### ЗАДАНИЕ A
Перепишите без изменений часть записей: всё от строки, содержащей «[locate] drum head», вниз до конца записей, включая обе границы.

————————

В связи с обсуждением проблем рождаемости некоторые демографы пытались возродить «социалистическую» догматику, касающуюся будущего семьи. Они полагали, что «те индивиды, воспроизводство и использование рабочей силы которых в основном происходит в семье, отличаются более низким социальным качеством… Именно на этой основе в социалистическом обществе развивается эмпирически фиксируемая система индивидуальной мотивации стремления к ограничению числа детей в семье» [31]. Отсюда и убеждение в том, что «решение демографических проблем развитого социалистического общества лежит на путях дальнейшего обобществления труда в сфере содержания и воспитания подрастающего поколения» [32]. У такой логики, восходящей к идеям Платона и Кампанеллы и популярной в СССР в 1920?е годы, все еще было немало сторонников. Но в демографической среде она не получила большой поддержки. «Мы не можем согласиться, – писал Б. Урланис, – с точкой зрения некоторых ученых, считающих, что нужно расширить сеть детских учреждений так, чтобы воспитание ребенка целиком проводилось в этих учреждениях… Никакой социальный институт не может заменить ребенку материнскую ласку и заботу в первый период его жизни» [33]. Большинство демографов связывало надежды на повышение рождаемости с ростом семейных ценностей, и эта позиция способствовала ослаблению веры в скорое отмирание семьи и ее замену общественными институтами.

Изучение смертности. В отличие от рождаемости, смертность долгое время сравнительно мало интересовала советских исследователей. Общество не было информировано об истинном положении вещей. Курьезным примером может служить заявление, возможно, искреннее, одного из высших руководителей СССР А. Микояна (1954 г.): «Если до революции смертность в России была вдвое выше, чем в США и Англии, и почти в два раза выше, чем во Франции, то сейчас в СССР она ниже, чем в США, Англии и Франции» [34]. Эта оценка, сделанная на основе сопоставления общих коэффициентов смертности, примерно соответствовала тогдашнему уровню демографических знаний, но никак не соответствовала действительности. Хотя смертность в то время действительно снижалась, она никогда не была ниже, чем в большинстве западных стран. На рубеже 1950?х и 1960?х годов СССР занимал 22?е место по ожидаемой продолжительности жизни среди 35 стран с самой низкой смертностью, однако возможно, что его истинное место было и ниже, так как официальные оценки ожидаемой продолжительности жизни, скорее всего, были завышенными. В середине 1960?х годов снижение смертности прекратилось, а возможно, начался и ее некоторый рост (иногда этот рост ставится под сомнение: ухудшение показателей могло быть следствием улучшения учета).

————————

### ЗАДАНИЕ B
Ответьте на вопросы по фрагменту о советской демографии.
(i) Кто из демографов возражал против того, чтобы воспитание ребенка целиком проводилось в детских учреждениях?
(ii) Какое место по ожидаемой продолжительности жизни занимал СССР на рубеже 1950-х и 1960-х годов и среди скольких стран?
(iii) Когда прекратилось снижение смертности в СССР?

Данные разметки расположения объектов
————————

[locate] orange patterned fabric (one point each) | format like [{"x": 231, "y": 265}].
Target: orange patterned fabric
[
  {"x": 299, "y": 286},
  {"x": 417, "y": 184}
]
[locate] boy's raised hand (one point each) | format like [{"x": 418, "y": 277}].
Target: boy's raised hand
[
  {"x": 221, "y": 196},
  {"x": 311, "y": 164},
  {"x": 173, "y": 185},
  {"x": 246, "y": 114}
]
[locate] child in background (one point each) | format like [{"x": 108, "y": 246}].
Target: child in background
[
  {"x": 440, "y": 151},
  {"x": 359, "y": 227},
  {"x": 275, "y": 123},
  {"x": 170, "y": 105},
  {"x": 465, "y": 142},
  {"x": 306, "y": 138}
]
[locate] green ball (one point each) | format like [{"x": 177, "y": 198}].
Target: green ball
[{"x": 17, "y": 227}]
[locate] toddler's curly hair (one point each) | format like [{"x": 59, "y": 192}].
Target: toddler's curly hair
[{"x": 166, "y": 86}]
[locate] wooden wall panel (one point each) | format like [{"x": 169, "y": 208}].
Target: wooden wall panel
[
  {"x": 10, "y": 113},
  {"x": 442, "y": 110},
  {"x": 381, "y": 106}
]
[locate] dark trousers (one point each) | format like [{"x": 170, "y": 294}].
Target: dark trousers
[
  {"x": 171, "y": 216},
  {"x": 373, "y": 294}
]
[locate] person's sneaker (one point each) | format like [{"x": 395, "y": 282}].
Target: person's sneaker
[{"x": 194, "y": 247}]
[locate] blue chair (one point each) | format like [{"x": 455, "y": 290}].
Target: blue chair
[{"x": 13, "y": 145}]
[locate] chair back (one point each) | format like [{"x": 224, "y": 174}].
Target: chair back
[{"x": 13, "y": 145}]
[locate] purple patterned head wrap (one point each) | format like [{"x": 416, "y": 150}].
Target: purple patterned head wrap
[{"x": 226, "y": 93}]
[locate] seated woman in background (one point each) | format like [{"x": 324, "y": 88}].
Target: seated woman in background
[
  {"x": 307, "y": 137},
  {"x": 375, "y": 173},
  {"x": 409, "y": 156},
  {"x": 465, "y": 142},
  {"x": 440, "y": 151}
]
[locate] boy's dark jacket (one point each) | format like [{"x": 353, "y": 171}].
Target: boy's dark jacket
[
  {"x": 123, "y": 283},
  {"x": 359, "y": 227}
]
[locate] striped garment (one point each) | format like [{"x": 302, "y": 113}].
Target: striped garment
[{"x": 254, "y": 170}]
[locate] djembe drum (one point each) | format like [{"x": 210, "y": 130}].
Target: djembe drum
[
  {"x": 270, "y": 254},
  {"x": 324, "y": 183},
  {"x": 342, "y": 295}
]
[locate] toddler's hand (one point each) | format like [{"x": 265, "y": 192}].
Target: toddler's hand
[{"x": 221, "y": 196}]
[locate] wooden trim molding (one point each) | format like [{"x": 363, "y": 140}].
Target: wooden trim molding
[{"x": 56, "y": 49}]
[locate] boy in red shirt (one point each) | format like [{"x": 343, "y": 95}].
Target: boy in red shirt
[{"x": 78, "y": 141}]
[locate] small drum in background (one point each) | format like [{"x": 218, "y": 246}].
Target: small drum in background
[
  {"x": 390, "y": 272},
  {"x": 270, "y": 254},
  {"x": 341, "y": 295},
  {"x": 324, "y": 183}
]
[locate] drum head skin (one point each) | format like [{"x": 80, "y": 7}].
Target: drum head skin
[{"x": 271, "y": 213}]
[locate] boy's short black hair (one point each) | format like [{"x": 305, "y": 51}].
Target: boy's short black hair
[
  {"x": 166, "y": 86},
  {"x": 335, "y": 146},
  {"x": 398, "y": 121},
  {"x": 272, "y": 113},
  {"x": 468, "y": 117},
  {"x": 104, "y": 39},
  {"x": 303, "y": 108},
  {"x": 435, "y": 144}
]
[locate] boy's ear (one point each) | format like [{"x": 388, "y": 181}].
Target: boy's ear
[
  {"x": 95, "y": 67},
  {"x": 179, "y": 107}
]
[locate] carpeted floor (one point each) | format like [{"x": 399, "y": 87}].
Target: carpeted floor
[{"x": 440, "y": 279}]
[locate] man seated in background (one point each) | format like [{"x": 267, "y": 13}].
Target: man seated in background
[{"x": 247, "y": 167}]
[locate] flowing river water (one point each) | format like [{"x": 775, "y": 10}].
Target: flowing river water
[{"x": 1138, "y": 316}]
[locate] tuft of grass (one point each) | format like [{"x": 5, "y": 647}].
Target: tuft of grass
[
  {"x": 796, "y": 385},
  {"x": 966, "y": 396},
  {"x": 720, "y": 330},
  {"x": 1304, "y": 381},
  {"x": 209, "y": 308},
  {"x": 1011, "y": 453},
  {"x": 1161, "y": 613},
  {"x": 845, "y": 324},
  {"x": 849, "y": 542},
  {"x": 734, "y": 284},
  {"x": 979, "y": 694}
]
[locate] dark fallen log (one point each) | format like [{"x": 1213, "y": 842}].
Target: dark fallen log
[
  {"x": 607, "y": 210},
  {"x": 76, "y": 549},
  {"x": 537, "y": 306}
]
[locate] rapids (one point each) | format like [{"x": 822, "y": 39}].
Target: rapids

————————

### ПОЛНЫЙ ОТВЕТ A
[locate] drum head skin (one point each) | format like [{"x": 80, "y": 7}].
Target: drum head skin
[{"x": 271, "y": 213}]
[locate] boy's short black hair (one point each) | format like [{"x": 305, "y": 51}].
Target: boy's short black hair
[
  {"x": 166, "y": 86},
  {"x": 335, "y": 146},
  {"x": 398, "y": 121},
  {"x": 272, "y": 113},
  {"x": 468, "y": 117},
  {"x": 104, "y": 39},
  {"x": 303, "y": 108},
  {"x": 435, "y": 144}
]
[locate] boy's ear (one point each) | format like [{"x": 388, "y": 181}].
Target: boy's ear
[
  {"x": 95, "y": 67},
  {"x": 179, "y": 107}
]
[locate] carpeted floor (one point each) | format like [{"x": 399, "y": 87}].
Target: carpeted floor
[{"x": 440, "y": 279}]
[locate] man seated in background (one point each) | format like [{"x": 267, "y": 13}].
Target: man seated in background
[{"x": 247, "y": 167}]
[locate] flowing river water (one point each) | format like [{"x": 775, "y": 10}].
Target: flowing river water
[{"x": 1138, "y": 316}]
[locate] tuft of grass (one point each) | format like [{"x": 5, "y": 647}].
Target: tuft of grass
[
  {"x": 796, "y": 385},
  {"x": 966, "y": 396},
  {"x": 720, "y": 330},
  {"x": 1304, "y": 381},
  {"x": 209, "y": 308},
  {"x": 1011, "y": 453},
  {"x": 1161, "y": 613},
  {"x": 845, "y": 324},
  {"x": 849, "y": 542},
  {"x": 734, "y": 284},
  {"x": 979, "y": 694}
]
[locate] dark fallen log (one point each) | format like [{"x": 1213, "y": 842}].
Target: dark fallen log
[
  {"x": 607, "y": 210},
  {"x": 76, "y": 549},
  {"x": 537, "y": 306}
]
[locate] rapids (one point each) | format like [{"x": 822, "y": 39}].
Target: rapids

### ПОЛНЫЙ ОТВЕТ B
(i) Б. Урланис.
(ii) 22-е место среди 35 стран с самой низкой смертностью.
(iii) В середине 1960-х годов.